## Material supplied
• • • •

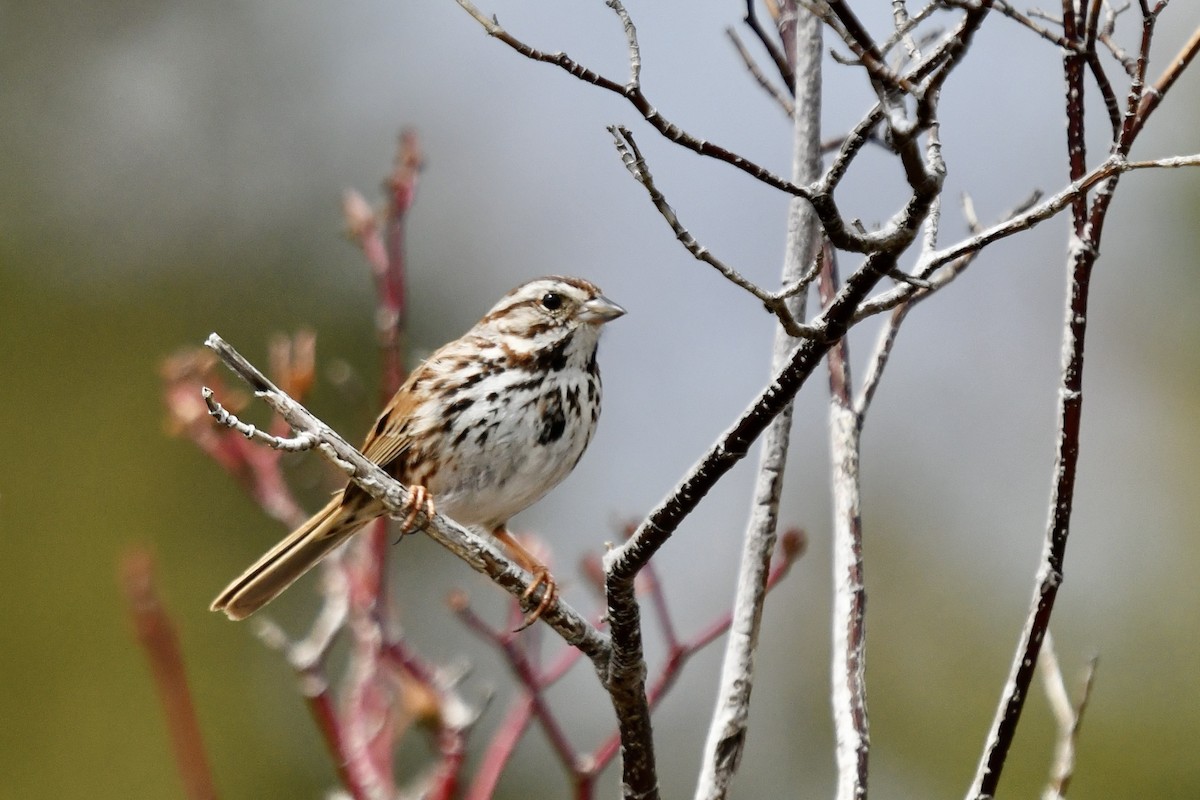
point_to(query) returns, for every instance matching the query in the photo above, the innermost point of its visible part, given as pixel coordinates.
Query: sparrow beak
(600, 310)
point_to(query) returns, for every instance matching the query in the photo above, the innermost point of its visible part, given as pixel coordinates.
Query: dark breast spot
(553, 419)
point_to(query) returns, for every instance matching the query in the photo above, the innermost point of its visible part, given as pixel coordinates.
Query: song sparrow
(485, 426)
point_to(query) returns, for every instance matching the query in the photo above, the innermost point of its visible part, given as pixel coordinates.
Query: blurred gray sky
(145, 140)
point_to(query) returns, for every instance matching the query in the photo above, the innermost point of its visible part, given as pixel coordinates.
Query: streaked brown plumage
(485, 427)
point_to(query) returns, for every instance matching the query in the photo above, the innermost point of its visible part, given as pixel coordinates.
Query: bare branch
(777, 54)
(633, 92)
(730, 722)
(780, 97)
(631, 156)
(160, 642)
(1068, 716)
(849, 672)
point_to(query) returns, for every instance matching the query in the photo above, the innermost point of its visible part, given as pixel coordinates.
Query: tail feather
(285, 563)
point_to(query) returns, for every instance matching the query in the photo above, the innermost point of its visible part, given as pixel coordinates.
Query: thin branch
(1081, 259)
(478, 552)
(777, 54)
(849, 672)
(633, 92)
(792, 545)
(783, 100)
(1153, 96)
(221, 415)
(730, 722)
(1068, 716)
(631, 156)
(527, 674)
(160, 643)
(1030, 217)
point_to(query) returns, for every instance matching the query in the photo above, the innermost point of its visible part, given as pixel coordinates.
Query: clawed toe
(420, 501)
(543, 578)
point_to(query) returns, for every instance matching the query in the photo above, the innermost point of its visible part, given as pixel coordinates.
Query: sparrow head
(552, 306)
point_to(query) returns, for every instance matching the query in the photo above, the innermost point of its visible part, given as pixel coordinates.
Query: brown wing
(390, 435)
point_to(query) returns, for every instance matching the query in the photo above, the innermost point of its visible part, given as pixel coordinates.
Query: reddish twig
(156, 635)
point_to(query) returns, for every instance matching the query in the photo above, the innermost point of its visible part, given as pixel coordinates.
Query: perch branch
(729, 726)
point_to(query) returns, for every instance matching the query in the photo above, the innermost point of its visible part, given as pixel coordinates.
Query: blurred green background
(173, 168)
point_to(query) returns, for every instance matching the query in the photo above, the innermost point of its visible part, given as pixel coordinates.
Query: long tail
(285, 563)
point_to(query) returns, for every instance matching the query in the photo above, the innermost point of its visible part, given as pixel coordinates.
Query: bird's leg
(540, 572)
(420, 501)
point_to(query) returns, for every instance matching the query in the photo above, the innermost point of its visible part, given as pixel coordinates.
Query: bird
(480, 431)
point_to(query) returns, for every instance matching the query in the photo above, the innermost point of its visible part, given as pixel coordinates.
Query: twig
(527, 674)
(633, 92)
(160, 643)
(221, 415)
(479, 553)
(786, 72)
(730, 722)
(783, 100)
(1089, 226)
(631, 156)
(1068, 716)
(792, 545)
(849, 672)
(930, 264)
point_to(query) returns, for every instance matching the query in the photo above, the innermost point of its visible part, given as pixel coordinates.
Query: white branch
(729, 727)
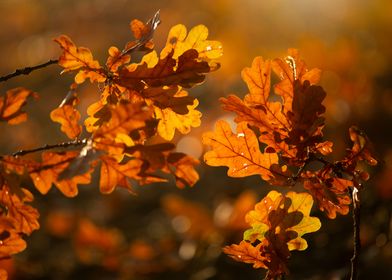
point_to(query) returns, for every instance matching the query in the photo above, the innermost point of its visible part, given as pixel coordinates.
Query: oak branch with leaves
(279, 141)
(129, 128)
(128, 132)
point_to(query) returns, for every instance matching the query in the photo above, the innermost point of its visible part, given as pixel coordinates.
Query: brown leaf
(291, 69)
(306, 110)
(188, 71)
(240, 152)
(11, 243)
(116, 59)
(53, 164)
(115, 174)
(331, 195)
(125, 118)
(68, 117)
(184, 169)
(12, 103)
(247, 253)
(79, 58)
(25, 217)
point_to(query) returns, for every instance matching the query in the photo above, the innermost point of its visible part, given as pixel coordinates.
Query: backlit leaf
(180, 42)
(238, 151)
(247, 253)
(68, 117)
(169, 120)
(115, 174)
(25, 217)
(79, 58)
(11, 105)
(53, 164)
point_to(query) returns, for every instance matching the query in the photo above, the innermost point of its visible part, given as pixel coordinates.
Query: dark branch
(27, 70)
(74, 143)
(357, 238)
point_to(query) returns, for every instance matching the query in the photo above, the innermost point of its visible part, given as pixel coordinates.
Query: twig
(76, 142)
(27, 70)
(357, 238)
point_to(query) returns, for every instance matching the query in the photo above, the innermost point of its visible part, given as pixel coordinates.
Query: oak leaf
(114, 174)
(79, 58)
(179, 41)
(116, 59)
(289, 70)
(125, 118)
(68, 116)
(11, 243)
(239, 151)
(284, 215)
(11, 105)
(53, 164)
(169, 120)
(331, 194)
(24, 217)
(362, 148)
(247, 253)
(184, 169)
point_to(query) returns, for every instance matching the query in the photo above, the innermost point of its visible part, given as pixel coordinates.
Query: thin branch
(74, 143)
(357, 238)
(27, 70)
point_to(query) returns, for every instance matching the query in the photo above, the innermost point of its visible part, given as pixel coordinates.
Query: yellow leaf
(169, 120)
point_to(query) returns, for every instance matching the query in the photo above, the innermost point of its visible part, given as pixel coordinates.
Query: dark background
(349, 40)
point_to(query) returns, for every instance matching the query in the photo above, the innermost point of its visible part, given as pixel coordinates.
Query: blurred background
(166, 233)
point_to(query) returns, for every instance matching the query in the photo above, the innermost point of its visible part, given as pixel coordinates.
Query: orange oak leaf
(241, 206)
(239, 151)
(286, 216)
(139, 29)
(116, 174)
(257, 110)
(172, 97)
(12, 103)
(247, 253)
(53, 164)
(68, 116)
(169, 120)
(125, 118)
(289, 70)
(306, 110)
(10, 243)
(116, 59)
(159, 157)
(98, 113)
(143, 32)
(331, 194)
(187, 71)
(184, 169)
(362, 148)
(79, 58)
(24, 217)
(179, 41)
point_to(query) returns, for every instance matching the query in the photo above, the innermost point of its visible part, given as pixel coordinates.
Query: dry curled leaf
(67, 115)
(11, 105)
(239, 151)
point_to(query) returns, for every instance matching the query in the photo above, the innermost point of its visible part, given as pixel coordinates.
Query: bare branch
(74, 143)
(27, 70)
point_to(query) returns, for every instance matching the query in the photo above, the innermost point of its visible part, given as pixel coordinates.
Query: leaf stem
(76, 142)
(357, 238)
(27, 70)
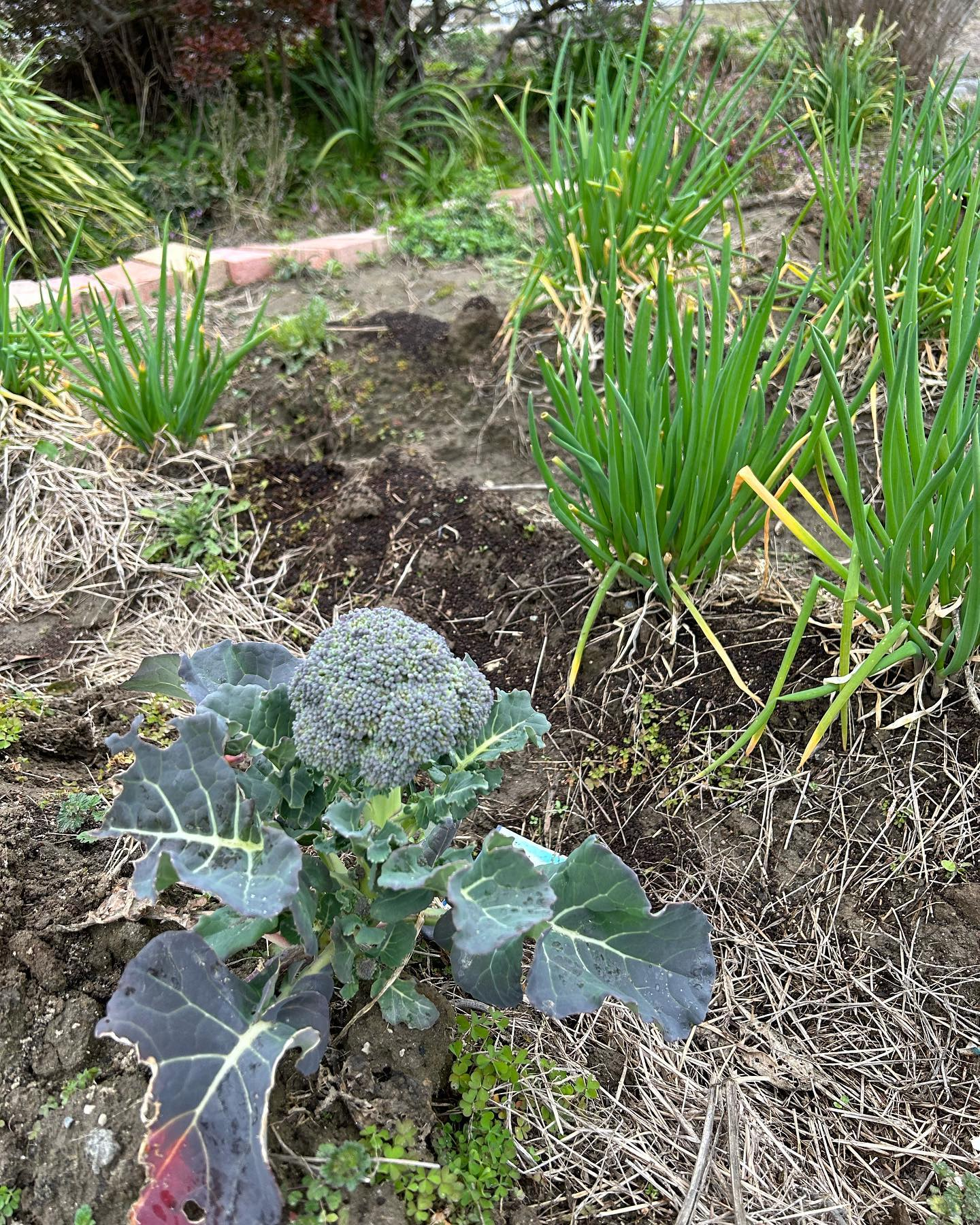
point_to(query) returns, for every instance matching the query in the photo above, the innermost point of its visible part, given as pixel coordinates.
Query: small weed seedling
(300, 337)
(14, 710)
(956, 1200)
(320, 798)
(340, 1168)
(468, 225)
(79, 810)
(199, 533)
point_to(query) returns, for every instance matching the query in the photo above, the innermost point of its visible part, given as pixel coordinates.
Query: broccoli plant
(318, 800)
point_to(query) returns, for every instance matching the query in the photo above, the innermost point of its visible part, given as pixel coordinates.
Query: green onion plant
(851, 84)
(647, 165)
(909, 571)
(928, 179)
(644, 465)
(156, 376)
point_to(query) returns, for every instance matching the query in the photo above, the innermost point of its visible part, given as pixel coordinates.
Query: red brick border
(140, 276)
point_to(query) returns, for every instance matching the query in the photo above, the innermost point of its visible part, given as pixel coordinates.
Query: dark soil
(462, 559)
(510, 589)
(399, 378)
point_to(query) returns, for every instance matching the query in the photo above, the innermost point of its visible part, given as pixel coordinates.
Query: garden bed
(836, 1062)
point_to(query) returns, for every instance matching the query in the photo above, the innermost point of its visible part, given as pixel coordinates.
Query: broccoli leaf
(455, 796)
(263, 715)
(402, 1004)
(393, 904)
(416, 868)
(235, 663)
(214, 1056)
(512, 724)
(350, 820)
(497, 897)
(228, 932)
(604, 941)
(494, 978)
(157, 674)
(185, 805)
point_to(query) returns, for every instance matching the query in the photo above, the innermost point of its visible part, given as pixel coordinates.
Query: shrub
(157, 378)
(58, 169)
(928, 177)
(26, 369)
(646, 465)
(851, 82)
(924, 32)
(468, 225)
(375, 125)
(248, 805)
(914, 548)
(647, 165)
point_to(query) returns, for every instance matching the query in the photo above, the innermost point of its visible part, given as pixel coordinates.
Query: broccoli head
(381, 695)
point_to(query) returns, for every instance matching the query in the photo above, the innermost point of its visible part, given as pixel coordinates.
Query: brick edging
(139, 276)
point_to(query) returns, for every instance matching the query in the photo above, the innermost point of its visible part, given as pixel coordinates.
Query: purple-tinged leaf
(214, 1058)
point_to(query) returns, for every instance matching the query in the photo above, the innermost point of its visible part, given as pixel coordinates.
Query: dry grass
(834, 1065)
(71, 531)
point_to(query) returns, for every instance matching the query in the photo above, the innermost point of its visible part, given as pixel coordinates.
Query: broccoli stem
(384, 808)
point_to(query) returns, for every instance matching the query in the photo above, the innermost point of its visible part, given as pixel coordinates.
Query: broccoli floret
(381, 695)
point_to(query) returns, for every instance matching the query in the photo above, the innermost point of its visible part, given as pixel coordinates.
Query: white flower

• • • •

## Task brief
Copy out each line from the items above in which the word "sparrow" appears.

## Output below
Query: sparrow beak
Query: song sparrow
Query: sparrow head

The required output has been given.